- _WORK REQUEST_:
Although the data below contains pictures, please reproduce only its words, exactly.
Start of DATASET EXCERPTS
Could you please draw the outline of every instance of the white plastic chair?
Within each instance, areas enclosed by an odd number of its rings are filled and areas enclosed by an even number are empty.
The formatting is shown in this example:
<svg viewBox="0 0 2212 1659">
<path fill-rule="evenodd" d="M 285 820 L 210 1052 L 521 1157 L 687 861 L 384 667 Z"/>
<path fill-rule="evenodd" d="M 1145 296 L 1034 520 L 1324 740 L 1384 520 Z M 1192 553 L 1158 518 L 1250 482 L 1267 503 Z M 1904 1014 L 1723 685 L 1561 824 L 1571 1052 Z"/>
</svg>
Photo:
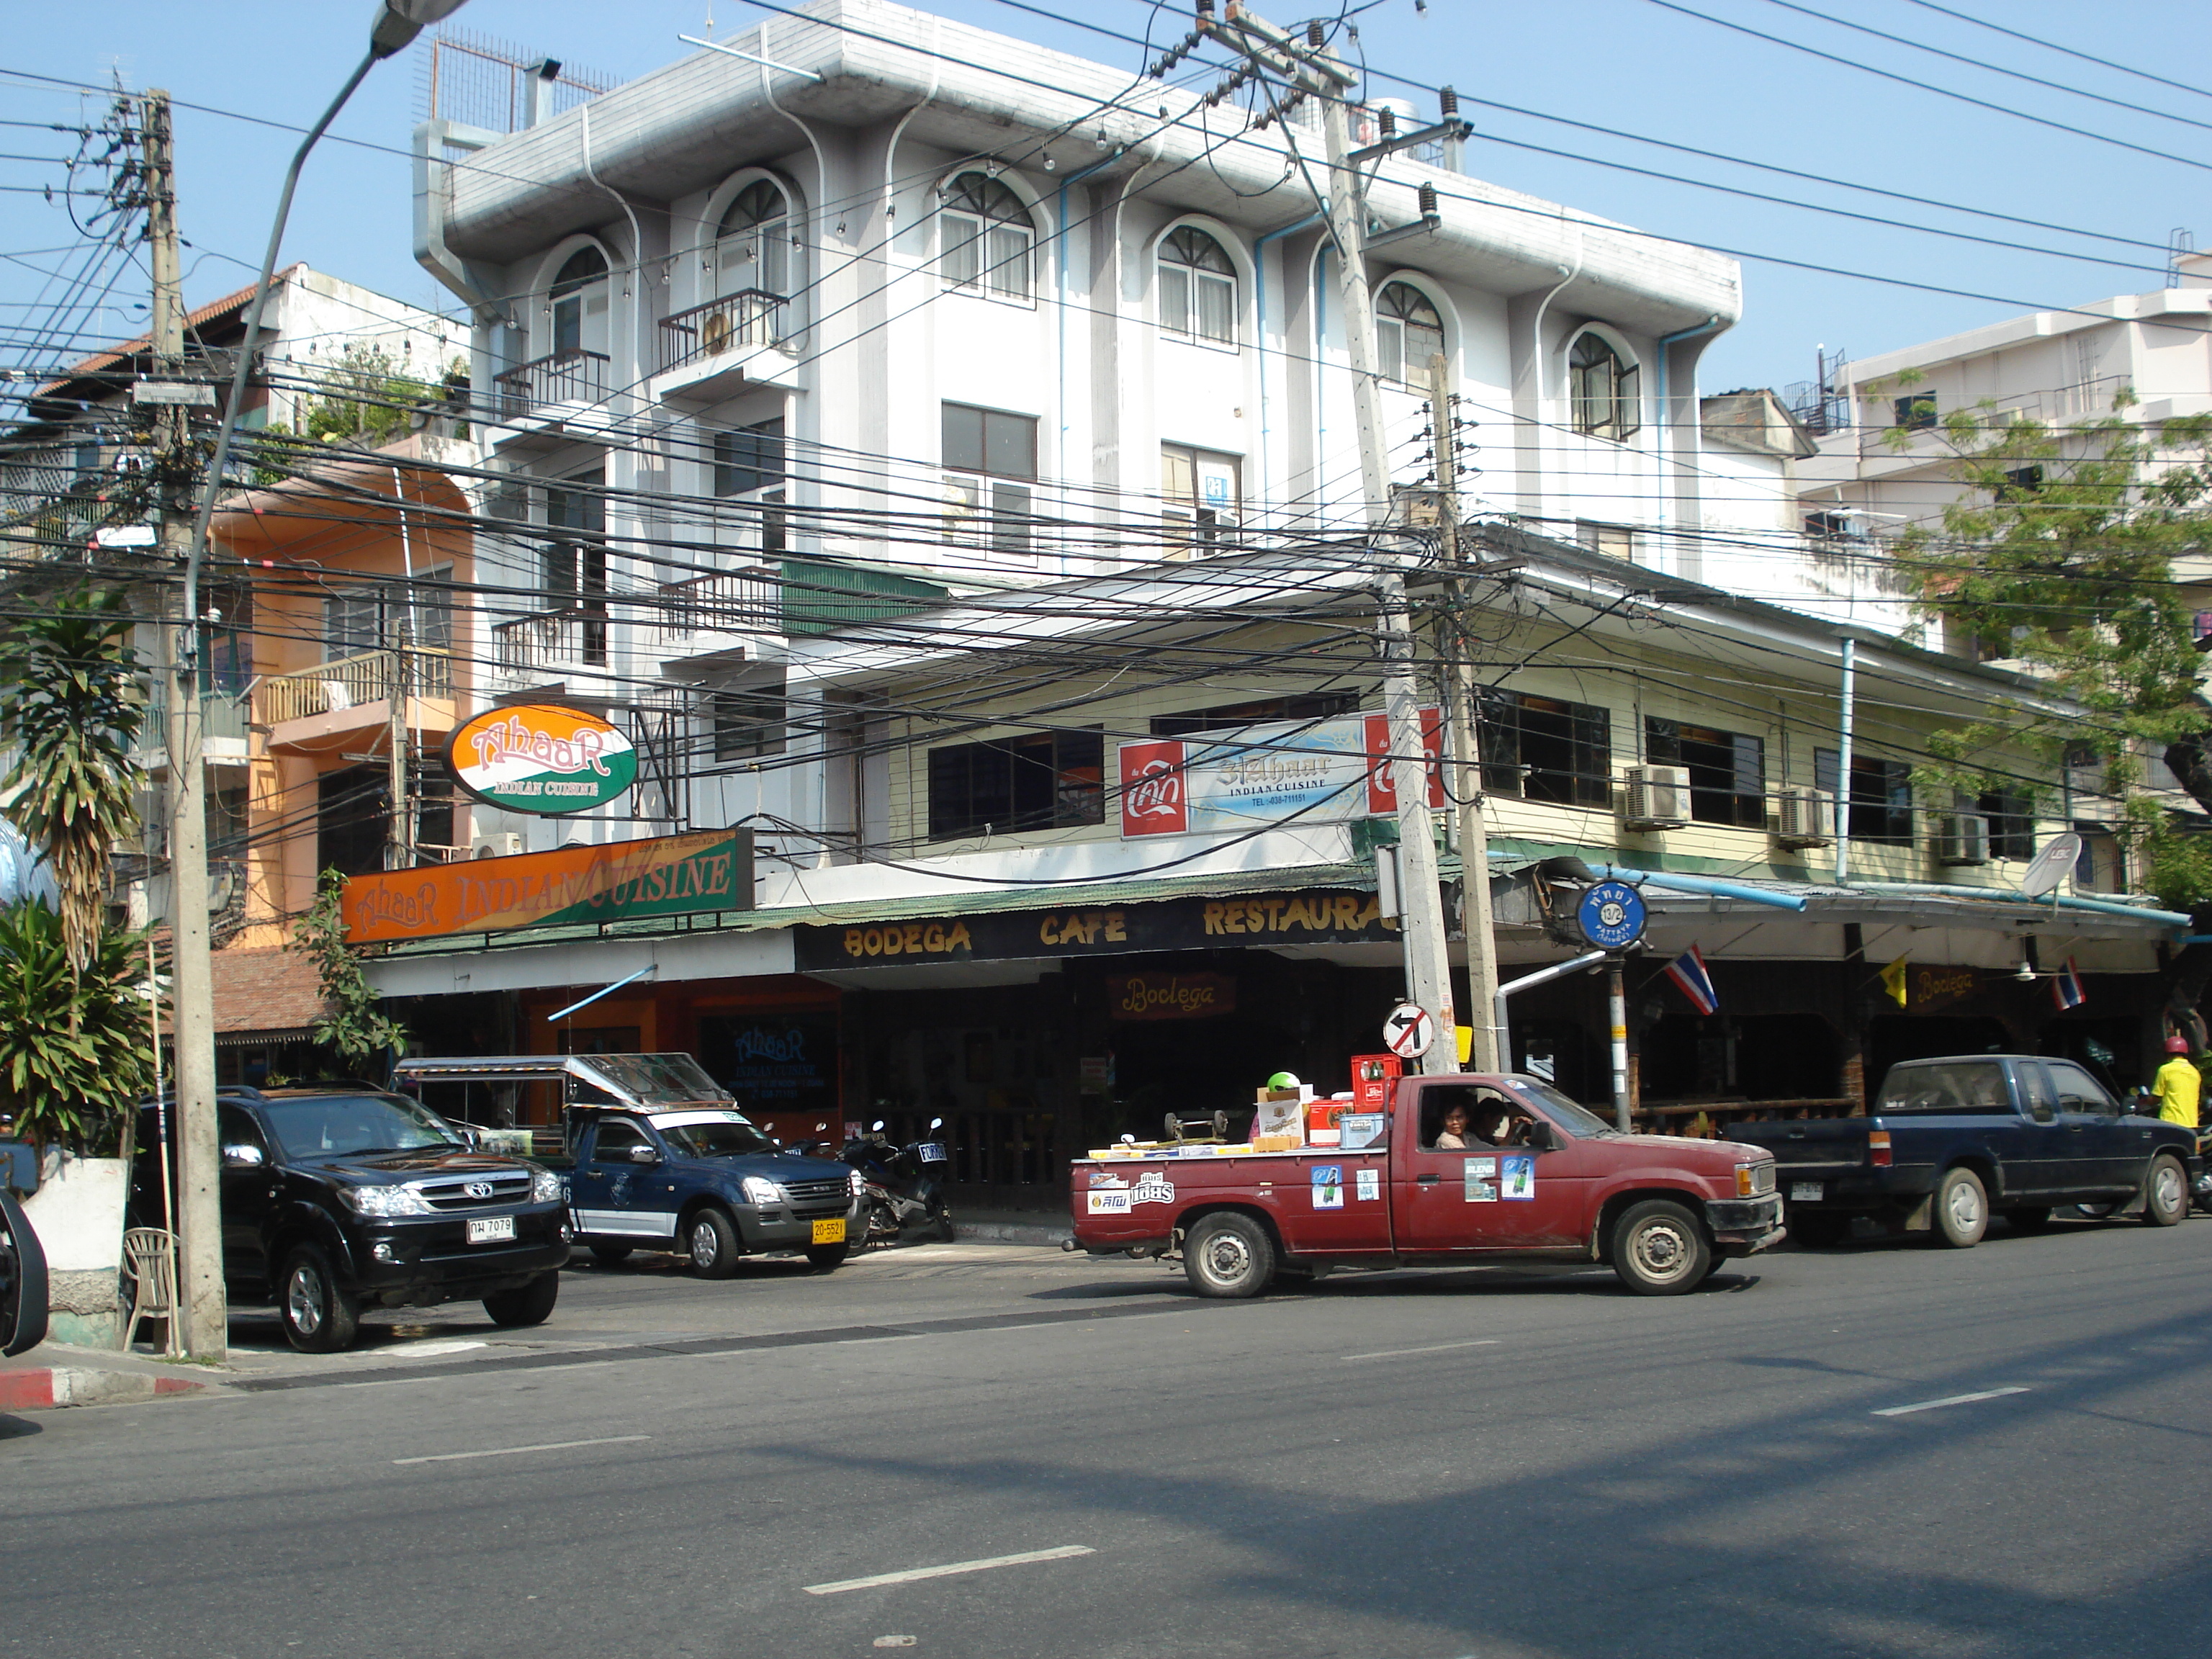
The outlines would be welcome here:
<svg viewBox="0 0 2212 1659">
<path fill-rule="evenodd" d="M 124 1265 L 131 1270 L 131 1311 L 123 1322 L 125 1353 L 138 1339 L 144 1319 L 171 1319 L 176 1312 L 176 1280 L 171 1272 L 169 1235 L 159 1227 L 133 1227 L 123 1235 Z"/>
</svg>

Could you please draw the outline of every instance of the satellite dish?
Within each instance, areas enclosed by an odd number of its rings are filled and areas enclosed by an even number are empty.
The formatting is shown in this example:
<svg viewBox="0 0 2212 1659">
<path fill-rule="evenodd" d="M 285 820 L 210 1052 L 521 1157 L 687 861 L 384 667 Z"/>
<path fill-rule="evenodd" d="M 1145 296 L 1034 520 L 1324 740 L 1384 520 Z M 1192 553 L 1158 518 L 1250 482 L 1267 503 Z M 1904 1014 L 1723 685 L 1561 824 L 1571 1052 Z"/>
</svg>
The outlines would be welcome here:
<svg viewBox="0 0 2212 1659">
<path fill-rule="evenodd" d="M 2020 890 L 2026 896 L 2039 899 L 2058 890 L 2074 868 L 2074 861 L 2081 856 L 2081 837 L 2071 830 L 2053 836 L 2043 850 L 2027 866 L 2027 873 L 2020 878 Z"/>
</svg>

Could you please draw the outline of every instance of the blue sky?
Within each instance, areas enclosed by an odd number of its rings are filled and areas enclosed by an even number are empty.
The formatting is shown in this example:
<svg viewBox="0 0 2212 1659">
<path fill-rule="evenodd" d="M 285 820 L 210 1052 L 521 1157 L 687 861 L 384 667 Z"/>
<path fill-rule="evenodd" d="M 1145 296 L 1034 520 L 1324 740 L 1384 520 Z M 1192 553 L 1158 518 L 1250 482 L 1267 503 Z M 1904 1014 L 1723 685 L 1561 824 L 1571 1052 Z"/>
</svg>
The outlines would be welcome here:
End of DATASET EXCERPTS
- _WRITTEN RESPONSE_:
Could you please draw the outline of every instance of the white plastic chair?
Within each instance, areas enclosed by an odd number of its rings are filled and areas enclosed by an even number are empty.
The formatting is shown in this example:
<svg viewBox="0 0 2212 1659">
<path fill-rule="evenodd" d="M 285 820 L 210 1052 L 521 1157 L 687 861 L 384 667 Z"/>
<path fill-rule="evenodd" d="M 1145 296 L 1034 520 L 1324 740 L 1384 520 Z M 1192 553 L 1158 518 L 1250 482 L 1267 503 Z M 1904 1014 L 1723 685 L 1561 824 L 1571 1052 Z"/>
</svg>
Photo:
The outlines would be welcome here:
<svg viewBox="0 0 2212 1659">
<path fill-rule="evenodd" d="M 124 1265 L 131 1270 L 131 1311 L 123 1322 L 125 1353 L 138 1339 L 144 1319 L 171 1319 L 176 1312 L 176 1280 L 171 1272 L 169 1235 L 159 1227 L 133 1227 L 123 1235 Z"/>
</svg>

Could you please draw the outline of every instance of the satellite dish?
Within each instance, areas enclosed by an odd number of its rings are filled and areas enclosed by an even number are empty.
The formatting is shown in this example:
<svg viewBox="0 0 2212 1659">
<path fill-rule="evenodd" d="M 285 820 L 210 1052 L 521 1157 L 687 861 L 384 667 Z"/>
<path fill-rule="evenodd" d="M 1145 296 L 1034 520 L 1324 740 L 1384 520 Z M 1192 553 L 1158 518 L 1250 482 L 1267 503 Z M 1904 1014 L 1723 685 L 1561 824 L 1571 1052 Z"/>
</svg>
The outlines would be welcome here:
<svg viewBox="0 0 2212 1659">
<path fill-rule="evenodd" d="M 2020 890 L 2026 896 L 2039 899 L 2058 890 L 2074 868 L 2074 861 L 2081 856 L 2081 837 L 2071 830 L 2053 836 L 2043 850 L 2027 866 L 2027 873 L 2020 878 Z"/>
</svg>

Could you please draw the outline of every instance of the blue sky?
Within each instance, areas enclosed by an odd number of its rings are filled and areas enclosed by an even number are empty.
The formatting is shown in this example:
<svg viewBox="0 0 2212 1659">
<path fill-rule="evenodd" d="M 285 820 L 210 1052 L 521 1157 L 687 861 L 384 667 Z"/>
<path fill-rule="evenodd" d="M 1145 296 L 1034 520 L 1324 740 L 1384 520 Z M 1192 553 L 1158 518 L 1250 482 L 1267 503 Z M 1904 1014 L 1723 685 L 1561 824 L 1571 1052 Z"/>
</svg>
The outlines would be welcome here:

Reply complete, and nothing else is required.